- _DESCRIPTION OF THE TASK_: Would you reproduce the data below exactly, please, leaving out its images?

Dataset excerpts
^^^^^^^^

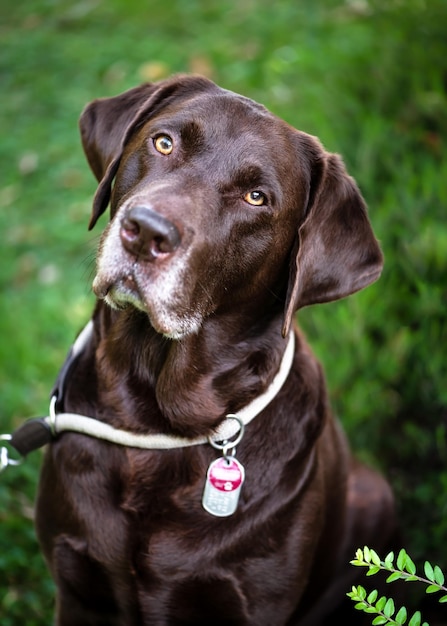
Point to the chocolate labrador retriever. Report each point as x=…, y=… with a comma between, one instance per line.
x=226, y=493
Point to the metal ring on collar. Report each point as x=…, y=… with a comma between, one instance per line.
x=229, y=443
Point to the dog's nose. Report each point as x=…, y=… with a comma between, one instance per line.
x=145, y=233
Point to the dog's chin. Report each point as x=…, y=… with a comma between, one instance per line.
x=125, y=293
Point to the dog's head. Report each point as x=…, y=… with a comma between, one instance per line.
x=218, y=205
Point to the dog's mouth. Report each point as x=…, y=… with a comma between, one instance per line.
x=122, y=293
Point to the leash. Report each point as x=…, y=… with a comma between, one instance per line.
x=37, y=432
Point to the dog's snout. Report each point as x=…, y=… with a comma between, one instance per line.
x=146, y=233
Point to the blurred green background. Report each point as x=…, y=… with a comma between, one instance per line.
x=370, y=79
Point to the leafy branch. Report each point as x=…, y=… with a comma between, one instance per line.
x=404, y=569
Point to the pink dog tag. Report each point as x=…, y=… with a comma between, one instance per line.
x=223, y=485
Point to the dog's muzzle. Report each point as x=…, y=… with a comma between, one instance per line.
x=148, y=235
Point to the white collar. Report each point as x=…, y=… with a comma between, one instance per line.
x=61, y=422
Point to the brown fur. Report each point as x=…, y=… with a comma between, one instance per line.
x=196, y=329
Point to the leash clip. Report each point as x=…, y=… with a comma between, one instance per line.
x=228, y=446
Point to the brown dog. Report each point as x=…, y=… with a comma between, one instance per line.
x=225, y=221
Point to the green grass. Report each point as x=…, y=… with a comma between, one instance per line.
x=369, y=78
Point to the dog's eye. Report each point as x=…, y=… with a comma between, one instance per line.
x=256, y=198
x=163, y=144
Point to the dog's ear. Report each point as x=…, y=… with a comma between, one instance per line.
x=107, y=124
x=336, y=252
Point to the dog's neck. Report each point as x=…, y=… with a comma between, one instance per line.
x=195, y=381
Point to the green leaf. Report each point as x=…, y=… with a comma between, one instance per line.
x=428, y=570
x=401, y=560
x=401, y=616
x=373, y=569
x=389, y=609
x=373, y=596
x=360, y=606
x=394, y=576
x=439, y=576
x=380, y=620
x=415, y=620
x=359, y=554
x=375, y=557
x=410, y=566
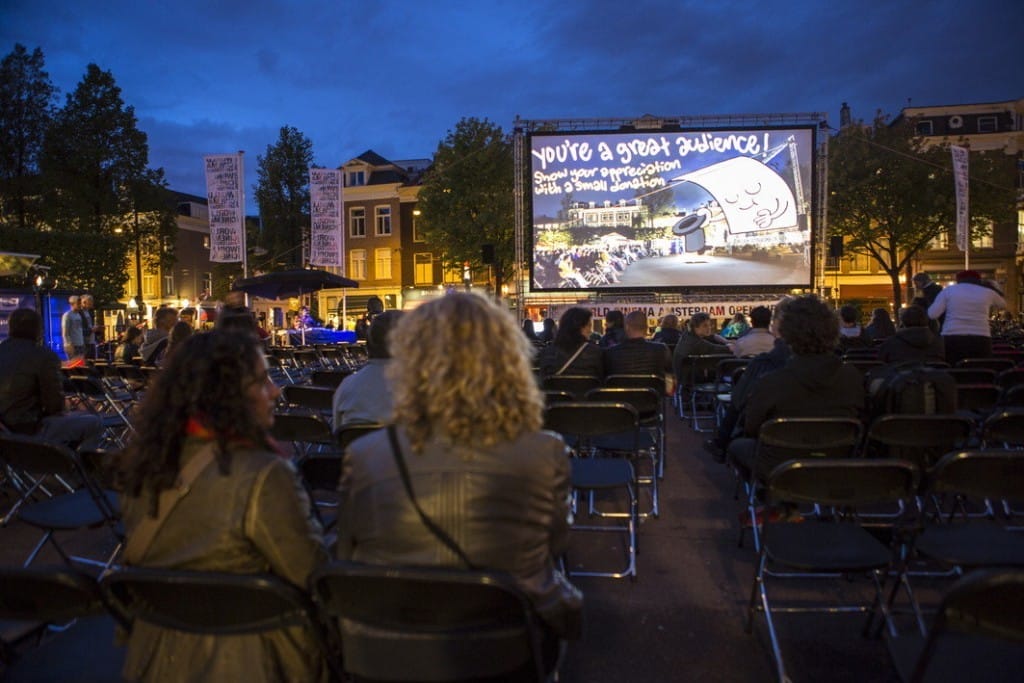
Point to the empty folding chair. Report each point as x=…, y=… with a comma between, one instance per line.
x=430, y=624
x=835, y=545
x=977, y=635
x=45, y=472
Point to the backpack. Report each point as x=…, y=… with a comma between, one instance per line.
x=910, y=389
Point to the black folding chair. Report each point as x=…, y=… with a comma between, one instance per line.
x=215, y=603
x=68, y=631
x=415, y=624
x=978, y=634
x=56, y=494
x=835, y=545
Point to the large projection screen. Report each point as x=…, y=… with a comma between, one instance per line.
x=654, y=210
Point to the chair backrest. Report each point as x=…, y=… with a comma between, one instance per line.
x=578, y=385
x=843, y=482
x=985, y=606
x=994, y=473
x=401, y=624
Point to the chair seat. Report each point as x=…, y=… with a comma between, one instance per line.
x=973, y=545
x=593, y=473
x=69, y=511
x=824, y=547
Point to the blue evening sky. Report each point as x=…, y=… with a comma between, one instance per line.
x=395, y=76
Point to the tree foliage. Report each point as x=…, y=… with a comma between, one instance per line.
x=467, y=201
x=27, y=105
x=91, y=154
x=283, y=196
x=890, y=195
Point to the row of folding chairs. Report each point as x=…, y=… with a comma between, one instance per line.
x=375, y=623
x=839, y=537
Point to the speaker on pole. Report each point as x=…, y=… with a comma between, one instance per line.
x=487, y=254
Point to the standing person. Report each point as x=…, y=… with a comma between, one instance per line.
x=245, y=511
x=31, y=388
x=366, y=395
x=477, y=461
x=72, y=330
x=614, y=332
x=967, y=305
x=572, y=352
x=928, y=289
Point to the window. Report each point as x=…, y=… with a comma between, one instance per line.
x=382, y=218
x=382, y=265
x=357, y=264
x=357, y=222
x=940, y=241
x=424, y=268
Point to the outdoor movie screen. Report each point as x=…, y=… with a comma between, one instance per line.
x=652, y=210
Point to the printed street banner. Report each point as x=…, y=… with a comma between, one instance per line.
x=327, y=245
x=226, y=204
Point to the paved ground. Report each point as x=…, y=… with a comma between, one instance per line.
x=683, y=619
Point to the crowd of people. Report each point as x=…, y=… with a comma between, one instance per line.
x=455, y=385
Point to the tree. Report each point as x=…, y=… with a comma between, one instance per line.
x=890, y=194
x=91, y=153
x=467, y=201
x=283, y=196
x=27, y=104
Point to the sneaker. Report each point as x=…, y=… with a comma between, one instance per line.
x=716, y=451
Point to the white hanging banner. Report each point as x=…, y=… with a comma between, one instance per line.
x=963, y=209
x=226, y=203
x=327, y=245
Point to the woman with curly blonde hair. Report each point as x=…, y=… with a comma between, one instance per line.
x=467, y=431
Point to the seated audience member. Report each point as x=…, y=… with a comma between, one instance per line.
x=129, y=346
x=881, y=326
x=156, y=340
x=851, y=334
x=366, y=395
x=758, y=339
x=614, y=332
x=967, y=305
x=31, y=388
x=669, y=334
x=913, y=341
x=697, y=339
x=761, y=365
x=814, y=382
x=477, y=460
x=207, y=419
x=636, y=355
x=572, y=352
x=736, y=328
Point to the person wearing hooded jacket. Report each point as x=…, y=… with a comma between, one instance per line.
x=913, y=340
x=814, y=382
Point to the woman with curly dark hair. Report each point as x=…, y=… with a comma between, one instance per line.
x=571, y=351
x=239, y=507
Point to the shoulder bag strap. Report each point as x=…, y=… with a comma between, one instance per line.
x=427, y=521
x=571, y=358
x=143, y=534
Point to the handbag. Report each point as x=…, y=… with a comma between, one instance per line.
x=440, y=534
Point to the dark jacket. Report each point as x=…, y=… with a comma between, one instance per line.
x=506, y=506
x=30, y=384
x=807, y=386
x=590, y=361
x=912, y=344
x=255, y=519
x=638, y=356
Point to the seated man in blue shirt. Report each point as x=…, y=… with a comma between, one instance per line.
x=366, y=396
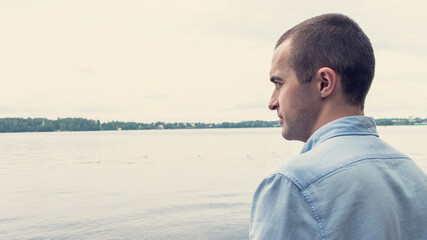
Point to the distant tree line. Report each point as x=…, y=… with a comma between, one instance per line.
x=81, y=124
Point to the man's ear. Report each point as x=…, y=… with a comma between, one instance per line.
x=326, y=81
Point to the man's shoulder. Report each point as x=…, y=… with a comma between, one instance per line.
x=335, y=154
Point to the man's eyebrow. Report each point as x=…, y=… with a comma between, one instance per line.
x=274, y=79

^^^^^^^^

- _OUTPUT FOR THIS EXERCISE_:
Point to the chocolate labrador retriever. Report each point as x=…, y=… with a comma between, one instance per line.
x=226, y=493
Point to the metal ring on collar. Report each point as x=…, y=… with a comma between, one instance per line.
x=229, y=443
Point to the dog's nose. Report each point as x=…, y=… with a comma between, one instance per line.
x=145, y=233
Point to the dog's chin. Report each point as x=…, y=… with a comma between, one instance per line.
x=125, y=293
Point to the dog's head. Report each point as x=…, y=… with a comma between, one instance per line.
x=218, y=205
Point to the dog's mouth. Report each point as x=…, y=… with a comma between, one instance per line.
x=122, y=293
Point to the leash. Report each point as x=…, y=… with a comma between, one instance per line.
x=37, y=432
Point to the dog's snout. Report each point as x=…, y=… with a comma between, one instance per line.
x=146, y=233
Point to the blurred green background. Report each point as x=…, y=… with a comma between, one instance per line.
x=370, y=79
Point to the leafy branch. Report each point as x=…, y=… with a comma between, one instance per line.
x=404, y=569
Point to the pink dog tag. Report each point as x=…, y=… with a comma between, one instance per line.
x=223, y=485
Point to the dog's muzzle. Report each point as x=…, y=… with a comma between, one instance per line.
x=148, y=235
Point to the white collar. Report each point as x=…, y=… with a comma between, one instance per line.
x=61, y=422
Point to the brown fur. Report each point as x=…, y=… with a comma between, one instance per line.
x=196, y=329
Point to the leash clip. Report each point as x=…, y=… with a comma between, one instance per line.
x=228, y=446
Point to the brown dog. Report each point as x=…, y=… with a comma between, one instance per line.
x=225, y=221
Point to the green grass. Report each point as x=…, y=… with a comma between, one instance per line.
x=369, y=78
Point to the dog's eye. Report each point as x=…, y=… with a comma between, one instance per line.
x=256, y=198
x=163, y=144
Point to the dog's ear. Report each point as x=…, y=… with a comma between, one instance per line.
x=107, y=124
x=336, y=252
Point to the dog's neck. Report each point as x=…, y=… with a comma between, one instance per line.
x=195, y=381
Point to the green leaf. Report each point as x=…, y=… with a comma between, one instance per line.
x=428, y=570
x=401, y=560
x=401, y=616
x=373, y=569
x=389, y=609
x=373, y=596
x=360, y=606
x=394, y=576
x=439, y=576
x=380, y=620
x=415, y=620
x=359, y=554
x=375, y=557
x=410, y=566
Point to the empty folding chair. Report each point as x=…, y=… with a comma between, one instance per line.
x=430, y=624
x=835, y=545
x=977, y=635
x=45, y=472
Point to the backpack. Report each point as x=…, y=… with a comma between, one instance per line.
x=910, y=389
Point to the black folding chair. Report each point as x=…, y=… with a comma between, one instance per line.
x=215, y=603
x=68, y=631
x=415, y=624
x=978, y=634
x=56, y=494
x=835, y=545
Point to the large projection screen. Report each point as x=…, y=… with a comma between, one instance per line.
x=654, y=210
Point to the chair backrest. Report each point as x=…, y=… with a comma between, one instance per line.
x=578, y=385
x=843, y=482
x=985, y=606
x=994, y=473
x=401, y=624
Point to the chair seat. Report each point as x=…, y=… with a comma between, one instance per line.
x=973, y=545
x=593, y=473
x=69, y=511
x=824, y=547
Point to the blue evening sky. Report each point as x=…, y=… with a comma between, one instance per line.
x=395, y=76
Point to the tree foliage. Report each point as x=…, y=… with a comma between, one instance per line.
x=467, y=201
x=27, y=105
x=91, y=154
x=283, y=196
x=890, y=195
Point to the row of folding chairs. Report each point as x=…, y=… with a comma between, one instance per line.
x=375, y=623
x=839, y=537
Point to the speaker on pole. Report each point as x=…, y=… with a comma between, one instance per line.
x=487, y=254
Point to the standing person. Report each point as x=…, y=… with a comma between, one instance per line.
x=245, y=511
x=31, y=388
x=366, y=395
x=477, y=461
x=72, y=330
x=614, y=332
x=967, y=305
x=572, y=352
x=928, y=289
Point to the window. Report each point as x=…, y=… with a comma between, one instance per line.
x=382, y=218
x=382, y=265
x=357, y=264
x=357, y=222
x=940, y=241
x=424, y=268
Point to the outdoor movie screen. Report each point as x=…, y=… with a comma between, one instance per line.
x=652, y=210
Point to the printed street banner. Report each point as x=…, y=… with a comma between, one instance per line.
x=327, y=245
x=226, y=204
Point to the paved ground. Report each point as x=…, y=… with a comma between, one instance per line.
x=683, y=619
Point to the crowd of people. Report each point as x=…, y=… with a comma between, one instance per line.
x=455, y=385
Point to the tree. Report each point as x=…, y=… with a comma between, one instance per line.
x=890, y=194
x=91, y=153
x=467, y=201
x=283, y=196
x=27, y=104
Point to the sneaker. Report each point as x=…, y=… with a comma between, one instance per line.
x=716, y=451
Point to the white hanging banner. Report each point as x=…, y=… with a comma between, one instance per line.
x=963, y=209
x=226, y=203
x=327, y=245
Point to the woman with curly blonde hair. Report each point as x=…, y=… with a comma between, one instance per line.
x=467, y=431
Point to the seated audience member. Report each point as x=…, y=… with a comma between, one instance per line.
x=129, y=346
x=881, y=326
x=156, y=340
x=851, y=334
x=366, y=395
x=758, y=339
x=614, y=332
x=967, y=305
x=31, y=388
x=669, y=334
x=913, y=341
x=697, y=339
x=761, y=365
x=814, y=382
x=477, y=460
x=207, y=419
x=636, y=355
x=572, y=352
x=736, y=328
Point to the person wearing hooded jacket. Report each point as x=…, y=… with a comma between, one instance per line.
x=913, y=340
x=814, y=382
Point to the woman with curly dark hair. Report each point as x=…, y=… with a comma between, one instance per line.
x=571, y=351
x=239, y=507
Point to the shoulder bag strap. Report each point as x=…, y=… with a comma between, one instance per line.
x=427, y=521
x=571, y=358
x=143, y=534
Point to the handbag. Report each point as x=…, y=… with a comma between, one instance per line.
x=440, y=534
Point to the dark jacket. Report each point as x=…, y=… with a comma between, one instance per line.
x=506, y=506
x=30, y=384
x=807, y=386
x=590, y=361
x=912, y=344
x=255, y=519
x=638, y=356
Point to the seated man in blue shirt. Report each point as x=…, y=… with a comma between, one instance per line.
x=366, y=396
Point to the distant tree line. Report each point as x=…, y=… with a comma between, one instance per line.
x=81, y=124
Point to the man's ear. Report each point as x=…, y=… with a comma between, one instance per line.
x=326, y=81
Point to the man's shoulder. Report each point as x=…, y=… with a comma between, one instance per line.
x=335, y=154
Point to the man's eyebrow. Report each point as x=…, y=… with a comma between, one instance per line.
x=274, y=79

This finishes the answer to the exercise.